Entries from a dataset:

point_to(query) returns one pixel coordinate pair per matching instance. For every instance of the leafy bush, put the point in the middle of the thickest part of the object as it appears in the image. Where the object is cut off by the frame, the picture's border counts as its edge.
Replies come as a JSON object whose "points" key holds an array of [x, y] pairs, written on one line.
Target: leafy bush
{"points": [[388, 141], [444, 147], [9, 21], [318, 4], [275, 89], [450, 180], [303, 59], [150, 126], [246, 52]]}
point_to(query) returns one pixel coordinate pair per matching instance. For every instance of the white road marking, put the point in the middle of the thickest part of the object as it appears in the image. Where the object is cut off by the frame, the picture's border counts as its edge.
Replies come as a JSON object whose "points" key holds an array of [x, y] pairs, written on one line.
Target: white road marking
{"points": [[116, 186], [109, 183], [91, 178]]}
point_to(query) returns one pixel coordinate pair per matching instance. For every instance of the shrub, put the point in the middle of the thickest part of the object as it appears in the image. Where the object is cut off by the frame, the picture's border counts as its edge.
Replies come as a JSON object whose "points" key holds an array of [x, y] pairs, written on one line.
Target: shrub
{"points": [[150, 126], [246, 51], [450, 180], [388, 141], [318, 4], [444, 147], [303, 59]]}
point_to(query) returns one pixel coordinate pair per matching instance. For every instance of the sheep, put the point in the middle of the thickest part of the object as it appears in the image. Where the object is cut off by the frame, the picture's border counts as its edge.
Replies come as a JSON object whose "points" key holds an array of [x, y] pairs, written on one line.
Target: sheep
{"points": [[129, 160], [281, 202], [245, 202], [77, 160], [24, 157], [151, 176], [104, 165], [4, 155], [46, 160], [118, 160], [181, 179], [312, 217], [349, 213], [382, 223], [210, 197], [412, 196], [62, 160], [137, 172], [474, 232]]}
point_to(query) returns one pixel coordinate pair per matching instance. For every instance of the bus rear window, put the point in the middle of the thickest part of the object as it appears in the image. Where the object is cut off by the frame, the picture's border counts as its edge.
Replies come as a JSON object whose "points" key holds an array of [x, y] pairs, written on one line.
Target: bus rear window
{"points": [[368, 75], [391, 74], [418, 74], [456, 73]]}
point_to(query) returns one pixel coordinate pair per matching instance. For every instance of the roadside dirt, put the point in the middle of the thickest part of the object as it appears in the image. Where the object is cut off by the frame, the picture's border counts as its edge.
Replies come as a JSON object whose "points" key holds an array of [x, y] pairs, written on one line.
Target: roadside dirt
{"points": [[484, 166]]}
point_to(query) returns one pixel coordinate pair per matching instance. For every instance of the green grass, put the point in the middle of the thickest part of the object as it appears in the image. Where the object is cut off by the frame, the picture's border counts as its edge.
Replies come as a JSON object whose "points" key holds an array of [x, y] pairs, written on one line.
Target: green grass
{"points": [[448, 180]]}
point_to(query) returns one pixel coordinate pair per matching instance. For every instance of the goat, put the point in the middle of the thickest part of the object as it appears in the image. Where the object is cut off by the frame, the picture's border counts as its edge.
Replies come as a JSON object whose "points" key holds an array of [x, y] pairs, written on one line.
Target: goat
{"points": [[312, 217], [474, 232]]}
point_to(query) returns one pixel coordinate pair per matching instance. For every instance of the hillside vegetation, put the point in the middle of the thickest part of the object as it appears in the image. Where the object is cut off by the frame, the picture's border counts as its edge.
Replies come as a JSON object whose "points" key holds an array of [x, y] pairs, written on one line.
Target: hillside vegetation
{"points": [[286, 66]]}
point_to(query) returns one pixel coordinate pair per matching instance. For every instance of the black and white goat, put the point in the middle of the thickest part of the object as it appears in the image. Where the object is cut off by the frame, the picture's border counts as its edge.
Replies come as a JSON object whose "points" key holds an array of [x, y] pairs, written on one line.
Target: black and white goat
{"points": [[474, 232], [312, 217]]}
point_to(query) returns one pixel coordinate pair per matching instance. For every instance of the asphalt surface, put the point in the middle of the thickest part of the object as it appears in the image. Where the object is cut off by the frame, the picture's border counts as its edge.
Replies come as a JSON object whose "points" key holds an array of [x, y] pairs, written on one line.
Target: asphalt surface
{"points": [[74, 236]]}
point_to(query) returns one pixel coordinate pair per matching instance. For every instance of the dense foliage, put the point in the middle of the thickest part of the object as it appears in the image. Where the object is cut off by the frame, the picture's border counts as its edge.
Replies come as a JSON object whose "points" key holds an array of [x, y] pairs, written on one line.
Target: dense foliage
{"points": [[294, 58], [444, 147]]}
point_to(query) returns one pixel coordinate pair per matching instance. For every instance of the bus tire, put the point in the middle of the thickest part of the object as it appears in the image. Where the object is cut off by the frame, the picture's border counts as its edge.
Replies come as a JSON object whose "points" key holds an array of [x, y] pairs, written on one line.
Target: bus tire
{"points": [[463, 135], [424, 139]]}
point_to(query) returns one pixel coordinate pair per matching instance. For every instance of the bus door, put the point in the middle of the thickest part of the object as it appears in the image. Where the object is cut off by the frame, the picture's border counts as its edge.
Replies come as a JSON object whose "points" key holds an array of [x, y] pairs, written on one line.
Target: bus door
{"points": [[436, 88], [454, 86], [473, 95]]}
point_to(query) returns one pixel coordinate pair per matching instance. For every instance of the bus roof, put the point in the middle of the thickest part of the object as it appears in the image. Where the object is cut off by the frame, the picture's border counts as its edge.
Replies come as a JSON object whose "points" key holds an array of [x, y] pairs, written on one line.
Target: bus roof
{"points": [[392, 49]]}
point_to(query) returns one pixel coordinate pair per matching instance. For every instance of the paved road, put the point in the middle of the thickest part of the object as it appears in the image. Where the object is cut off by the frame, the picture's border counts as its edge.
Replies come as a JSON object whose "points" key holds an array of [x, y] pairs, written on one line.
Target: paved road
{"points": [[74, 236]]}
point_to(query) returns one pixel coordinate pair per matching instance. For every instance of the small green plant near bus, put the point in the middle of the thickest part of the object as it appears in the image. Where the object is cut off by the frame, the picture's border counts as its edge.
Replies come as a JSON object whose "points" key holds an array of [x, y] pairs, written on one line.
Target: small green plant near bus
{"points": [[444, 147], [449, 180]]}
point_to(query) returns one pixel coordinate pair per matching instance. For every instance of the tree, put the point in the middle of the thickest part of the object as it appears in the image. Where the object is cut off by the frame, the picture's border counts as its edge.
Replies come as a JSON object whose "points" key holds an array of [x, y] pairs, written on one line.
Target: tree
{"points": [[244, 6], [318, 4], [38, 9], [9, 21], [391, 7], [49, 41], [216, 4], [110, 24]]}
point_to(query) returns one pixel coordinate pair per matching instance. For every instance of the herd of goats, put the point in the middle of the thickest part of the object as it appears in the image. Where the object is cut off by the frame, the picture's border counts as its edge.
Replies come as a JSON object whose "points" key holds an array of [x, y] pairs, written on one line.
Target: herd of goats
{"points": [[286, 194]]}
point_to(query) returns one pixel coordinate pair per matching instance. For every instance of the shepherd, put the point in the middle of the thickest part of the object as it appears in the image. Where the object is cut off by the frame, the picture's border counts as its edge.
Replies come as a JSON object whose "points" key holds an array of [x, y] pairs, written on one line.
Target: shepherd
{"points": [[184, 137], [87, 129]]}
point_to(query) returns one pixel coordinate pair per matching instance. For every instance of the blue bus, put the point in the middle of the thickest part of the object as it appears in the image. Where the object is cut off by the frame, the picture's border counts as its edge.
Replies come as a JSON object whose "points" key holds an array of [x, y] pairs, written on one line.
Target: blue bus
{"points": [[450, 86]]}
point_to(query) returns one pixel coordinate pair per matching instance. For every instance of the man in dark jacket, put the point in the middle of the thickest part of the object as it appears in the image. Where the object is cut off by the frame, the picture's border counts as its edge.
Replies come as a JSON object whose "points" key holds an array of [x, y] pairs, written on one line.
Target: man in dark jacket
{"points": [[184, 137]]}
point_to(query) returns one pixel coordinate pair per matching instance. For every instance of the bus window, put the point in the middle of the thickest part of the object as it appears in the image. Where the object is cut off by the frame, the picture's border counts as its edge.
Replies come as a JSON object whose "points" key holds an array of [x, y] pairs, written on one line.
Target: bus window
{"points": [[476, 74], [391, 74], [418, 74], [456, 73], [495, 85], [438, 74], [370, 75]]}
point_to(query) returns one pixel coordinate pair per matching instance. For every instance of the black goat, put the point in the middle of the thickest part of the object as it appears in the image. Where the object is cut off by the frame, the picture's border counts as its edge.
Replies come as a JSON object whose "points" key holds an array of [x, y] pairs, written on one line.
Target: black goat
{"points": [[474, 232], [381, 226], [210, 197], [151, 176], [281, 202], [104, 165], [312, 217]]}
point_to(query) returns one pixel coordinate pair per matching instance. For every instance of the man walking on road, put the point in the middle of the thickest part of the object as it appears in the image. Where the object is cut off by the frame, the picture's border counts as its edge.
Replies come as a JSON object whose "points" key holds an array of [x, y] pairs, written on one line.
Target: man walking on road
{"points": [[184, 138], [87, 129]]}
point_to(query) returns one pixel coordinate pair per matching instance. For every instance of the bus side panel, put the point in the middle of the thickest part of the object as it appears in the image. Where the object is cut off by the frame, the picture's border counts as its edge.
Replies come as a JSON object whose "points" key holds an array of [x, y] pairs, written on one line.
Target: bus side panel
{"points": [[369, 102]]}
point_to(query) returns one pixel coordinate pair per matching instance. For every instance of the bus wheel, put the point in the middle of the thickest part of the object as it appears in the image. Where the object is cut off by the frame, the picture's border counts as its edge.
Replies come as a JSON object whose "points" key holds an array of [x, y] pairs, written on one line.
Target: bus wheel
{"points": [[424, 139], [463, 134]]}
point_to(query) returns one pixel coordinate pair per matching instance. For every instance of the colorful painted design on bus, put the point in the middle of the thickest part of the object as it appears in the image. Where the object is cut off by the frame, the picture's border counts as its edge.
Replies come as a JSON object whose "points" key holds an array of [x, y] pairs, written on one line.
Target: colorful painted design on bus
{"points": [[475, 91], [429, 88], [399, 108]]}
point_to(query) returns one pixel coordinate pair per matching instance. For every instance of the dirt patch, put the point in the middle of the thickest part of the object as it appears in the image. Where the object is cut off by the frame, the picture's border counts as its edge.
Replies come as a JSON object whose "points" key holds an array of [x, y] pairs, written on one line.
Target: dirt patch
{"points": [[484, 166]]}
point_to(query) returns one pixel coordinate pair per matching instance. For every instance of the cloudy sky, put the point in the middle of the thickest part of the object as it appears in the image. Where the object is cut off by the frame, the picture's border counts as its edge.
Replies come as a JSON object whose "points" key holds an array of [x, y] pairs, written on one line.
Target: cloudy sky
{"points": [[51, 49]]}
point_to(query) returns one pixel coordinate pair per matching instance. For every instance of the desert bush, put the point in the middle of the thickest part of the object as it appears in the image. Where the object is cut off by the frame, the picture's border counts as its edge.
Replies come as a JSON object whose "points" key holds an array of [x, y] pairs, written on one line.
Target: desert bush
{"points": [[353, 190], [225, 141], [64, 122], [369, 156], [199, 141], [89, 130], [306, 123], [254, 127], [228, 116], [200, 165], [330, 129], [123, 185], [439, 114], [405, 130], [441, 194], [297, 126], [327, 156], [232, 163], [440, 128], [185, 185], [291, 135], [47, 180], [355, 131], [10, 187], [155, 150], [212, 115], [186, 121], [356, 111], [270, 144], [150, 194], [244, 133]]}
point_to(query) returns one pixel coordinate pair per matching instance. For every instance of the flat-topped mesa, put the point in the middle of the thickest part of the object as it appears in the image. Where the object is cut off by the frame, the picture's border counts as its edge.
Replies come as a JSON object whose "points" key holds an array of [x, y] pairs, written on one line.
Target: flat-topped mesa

### PROBLEM REQUIREMENTS
Give back exactly the lines that run from the line with "of the flat-topped" through the close of the material, counting both ends, and nothing more.

### RESPONSE TO THIS TASK
point_to(query) returns one pixel coordinate pair per matching instance. For every instance of the flat-topped mesa, put the point in the middle of the thickest part of the object as it appears in the image. Where the object is cut off by the frame, the picture's border counts as its edge.
Replies come as a JSON object whose "points" key holds an array of [x, y] pairs, written on one line.
Target: flat-topped mesa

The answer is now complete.